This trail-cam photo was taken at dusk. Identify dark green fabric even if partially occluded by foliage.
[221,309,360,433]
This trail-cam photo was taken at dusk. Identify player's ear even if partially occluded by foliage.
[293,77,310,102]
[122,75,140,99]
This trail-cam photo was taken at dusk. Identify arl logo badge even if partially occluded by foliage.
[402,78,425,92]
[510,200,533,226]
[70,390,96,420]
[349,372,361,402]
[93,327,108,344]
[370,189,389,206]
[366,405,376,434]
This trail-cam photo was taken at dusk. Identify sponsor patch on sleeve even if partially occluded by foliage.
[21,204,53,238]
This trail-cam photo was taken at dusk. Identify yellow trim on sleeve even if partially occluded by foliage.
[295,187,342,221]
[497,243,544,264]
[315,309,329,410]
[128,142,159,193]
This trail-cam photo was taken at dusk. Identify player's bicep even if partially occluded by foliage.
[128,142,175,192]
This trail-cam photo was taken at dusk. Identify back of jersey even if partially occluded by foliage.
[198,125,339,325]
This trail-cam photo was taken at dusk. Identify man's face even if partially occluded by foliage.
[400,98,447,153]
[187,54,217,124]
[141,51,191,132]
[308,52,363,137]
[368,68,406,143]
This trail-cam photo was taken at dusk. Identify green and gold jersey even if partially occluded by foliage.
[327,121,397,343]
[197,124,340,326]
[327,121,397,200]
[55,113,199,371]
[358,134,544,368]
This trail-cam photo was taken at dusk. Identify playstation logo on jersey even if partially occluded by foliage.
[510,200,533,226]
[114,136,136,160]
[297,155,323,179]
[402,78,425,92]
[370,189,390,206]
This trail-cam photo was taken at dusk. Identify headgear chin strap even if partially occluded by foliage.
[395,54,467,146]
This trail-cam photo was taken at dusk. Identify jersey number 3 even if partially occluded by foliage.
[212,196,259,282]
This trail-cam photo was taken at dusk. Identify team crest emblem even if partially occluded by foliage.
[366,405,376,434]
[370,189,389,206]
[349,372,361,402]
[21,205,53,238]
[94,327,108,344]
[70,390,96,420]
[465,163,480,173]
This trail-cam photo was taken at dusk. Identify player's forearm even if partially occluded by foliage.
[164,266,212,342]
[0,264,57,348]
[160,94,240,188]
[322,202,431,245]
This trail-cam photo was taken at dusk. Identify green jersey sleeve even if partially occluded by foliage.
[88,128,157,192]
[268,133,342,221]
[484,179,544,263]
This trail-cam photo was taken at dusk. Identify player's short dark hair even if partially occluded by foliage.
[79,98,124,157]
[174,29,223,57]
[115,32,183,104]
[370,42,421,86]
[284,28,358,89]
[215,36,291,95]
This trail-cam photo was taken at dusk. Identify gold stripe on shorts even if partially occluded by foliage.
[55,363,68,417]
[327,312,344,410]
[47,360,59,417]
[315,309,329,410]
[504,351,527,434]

• [EXERCISE OBJECTIVE]
How many lines in the entries above contain the string "logo", matching case exactly? Reply with only the number.

• [EXPECTED ANSWER]
2